◆ WHAT YOU SHOULD DO ◆
Retype the data below exactly, skipping pictures.

◆ PROVIDED DATA ◆
- Opening Delimiter -

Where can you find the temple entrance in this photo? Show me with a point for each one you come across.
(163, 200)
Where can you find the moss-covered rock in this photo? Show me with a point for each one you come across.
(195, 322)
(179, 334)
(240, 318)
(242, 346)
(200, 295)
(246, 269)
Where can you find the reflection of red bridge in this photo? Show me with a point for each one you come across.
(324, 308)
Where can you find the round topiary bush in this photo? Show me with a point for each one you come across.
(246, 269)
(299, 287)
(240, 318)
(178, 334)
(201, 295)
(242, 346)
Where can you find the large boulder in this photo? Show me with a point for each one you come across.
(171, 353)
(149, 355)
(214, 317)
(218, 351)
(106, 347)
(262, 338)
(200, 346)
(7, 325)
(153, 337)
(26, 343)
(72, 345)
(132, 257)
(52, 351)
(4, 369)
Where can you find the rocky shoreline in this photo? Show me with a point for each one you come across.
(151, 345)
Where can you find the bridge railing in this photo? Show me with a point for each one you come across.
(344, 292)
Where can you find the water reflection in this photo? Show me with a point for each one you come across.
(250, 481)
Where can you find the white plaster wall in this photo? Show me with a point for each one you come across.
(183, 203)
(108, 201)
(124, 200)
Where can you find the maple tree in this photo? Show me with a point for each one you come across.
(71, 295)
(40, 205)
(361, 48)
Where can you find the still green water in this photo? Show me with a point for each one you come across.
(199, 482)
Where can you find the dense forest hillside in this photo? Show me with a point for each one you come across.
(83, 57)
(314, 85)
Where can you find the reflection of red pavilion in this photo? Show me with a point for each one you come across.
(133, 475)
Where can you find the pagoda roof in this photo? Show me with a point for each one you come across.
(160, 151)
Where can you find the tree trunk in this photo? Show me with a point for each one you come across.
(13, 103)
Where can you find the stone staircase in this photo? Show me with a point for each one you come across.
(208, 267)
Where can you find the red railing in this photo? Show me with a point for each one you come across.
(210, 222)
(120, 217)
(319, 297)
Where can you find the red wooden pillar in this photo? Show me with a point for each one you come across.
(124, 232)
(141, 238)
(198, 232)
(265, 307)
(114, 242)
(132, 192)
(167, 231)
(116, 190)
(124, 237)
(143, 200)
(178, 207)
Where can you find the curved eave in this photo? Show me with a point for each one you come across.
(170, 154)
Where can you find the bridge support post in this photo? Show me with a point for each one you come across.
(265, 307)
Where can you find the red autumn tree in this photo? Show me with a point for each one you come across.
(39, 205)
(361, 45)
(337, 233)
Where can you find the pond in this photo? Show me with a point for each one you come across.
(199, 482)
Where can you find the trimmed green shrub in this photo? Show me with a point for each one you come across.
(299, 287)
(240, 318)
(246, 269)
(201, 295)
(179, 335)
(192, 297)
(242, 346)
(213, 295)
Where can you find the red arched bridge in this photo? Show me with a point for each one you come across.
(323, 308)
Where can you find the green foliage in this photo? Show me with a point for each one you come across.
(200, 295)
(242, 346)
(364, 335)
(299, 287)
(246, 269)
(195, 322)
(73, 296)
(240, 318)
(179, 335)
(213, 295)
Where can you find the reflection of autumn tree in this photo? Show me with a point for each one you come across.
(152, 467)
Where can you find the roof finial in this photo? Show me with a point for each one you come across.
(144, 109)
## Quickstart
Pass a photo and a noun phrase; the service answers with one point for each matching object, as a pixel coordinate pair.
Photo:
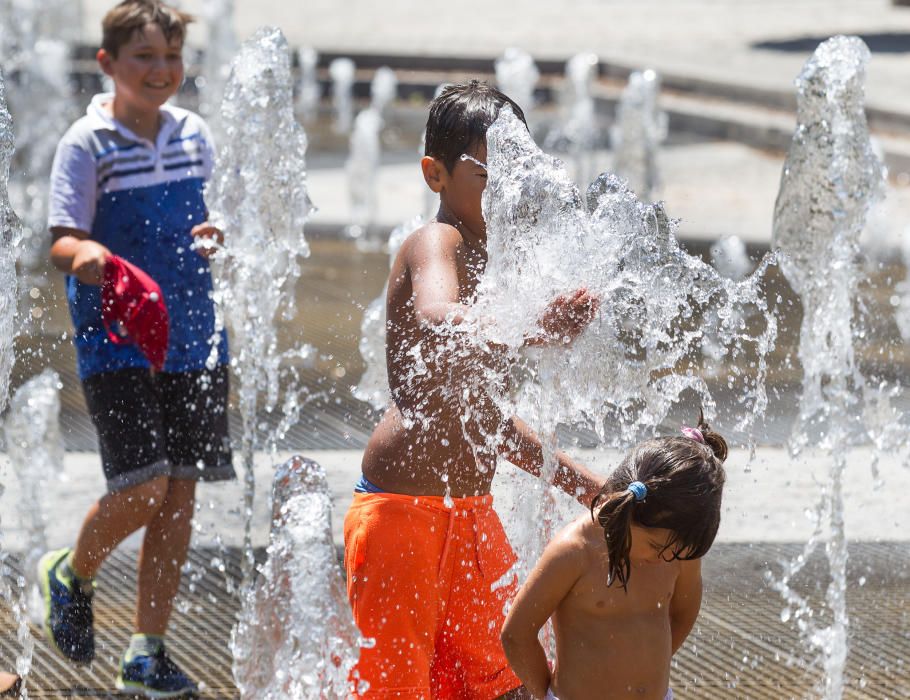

- Closing Delimiter -

◆ RESPONSE FOR THIS EXERCISE ◆
Where can you find the temple entrance in this photo? Show me with a point for each one you come across.
(163, 200)
Where can you find the moss-covered rock in this photo? Show me with a point for each one you come across.
(195, 322)
(179, 334)
(240, 318)
(242, 346)
(200, 295)
(246, 269)
Where can you find the reflection of red bridge in this photo? Show me with a point for each one you come across.
(324, 308)
Where can you find the round topiary bush in this photo? Show me with a point for each one you come across.
(246, 269)
(299, 287)
(240, 318)
(178, 334)
(201, 295)
(242, 346)
Where can you find the large boulder in this photo? Show me with a point for each one you come across.
(171, 353)
(149, 355)
(214, 317)
(218, 351)
(106, 347)
(262, 338)
(200, 346)
(7, 325)
(153, 337)
(26, 343)
(72, 345)
(132, 257)
(52, 351)
(4, 369)
Where can you find the rocky shoreline in this photo? Show me with a point for each one you come across.
(151, 345)
Where can you find the bridge railing in this photo? Show me with a point for each one you come across.
(344, 292)
Where can you find the water reflection in this photo? Show me with a point for each one you come across.
(250, 481)
Where can you find the white plaster wall in this photo? Show me with a point for each one you come across.
(183, 203)
(108, 201)
(124, 200)
Where can you find the maple tree in this photo? Show me with a point for each one you come across.
(71, 295)
(40, 205)
(361, 48)
Where can you find the still green water in this photo? Show me with a point for each one you come across.
(199, 482)
Where can you find the dense forest hillside in this photo? Show me with a point for each one you come across.
(83, 57)
(314, 85)
Where can you find the reflection of red pavilion in this photo? Show me with a point for each one you come across.
(133, 475)
Where can you find the pagoda roof in this photo? Show me with a point for each one you come across.
(160, 151)
Where can you find the tree trunk in this photo? Show me with a point for each one you come across.
(13, 103)
Where can you find the stone staircase in this photo? Show me with a point for each one you come across.
(208, 267)
Where can you find the red railing in this photo? Show me with a point for each one you come across.
(210, 222)
(120, 217)
(319, 297)
Where can you find the red wooden pillar in this photo? Show me with a point for each one you come across.
(124, 232)
(141, 238)
(198, 232)
(265, 307)
(114, 242)
(132, 192)
(167, 231)
(116, 190)
(124, 237)
(143, 200)
(178, 207)
Where can you find the curved eave in this photo? Show me with a point for each one you come across.
(170, 154)
Where can you find the bridge support post in this photo? Show me with a point for each one you come across.
(265, 307)
Where can you find the red autumn tree in this photo? Show me with a point for each one you come across.
(39, 205)
(361, 45)
(337, 233)
Where can you find the pond in this photo? Show me with a point for each one you come across.
(199, 482)
Where can you find the trimmed green shrub in this photo? Show me with a point for each one you come across.
(299, 287)
(240, 318)
(246, 269)
(201, 295)
(179, 335)
(192, 297)
(242, 346)
(213, 295)
Where can you find the red arched bridge in this photo? Show me with a point for each one you come across.
(323, 308)
Where can you find the green foliage in this photo? Show me with a point for each one you come across.
(200, 295)
(242, 346)
(364, 335)
(299, 287)
(246, 269)
(195, 322)
(73, 296)
(240, 318)
(179, 335)
(213, 295)
Where can you find the reflection of autumn tree in this photo? Show me with a point for each one you come across.
(152, 467)
Where can you find the roof finial in this photo? Show me with a point for each one you come across.
(144, 109)
## Quickstart
Pass a photo and a noun phrase; the service answers with one point for each matching object, as a pixel coordinate pair.
Photo:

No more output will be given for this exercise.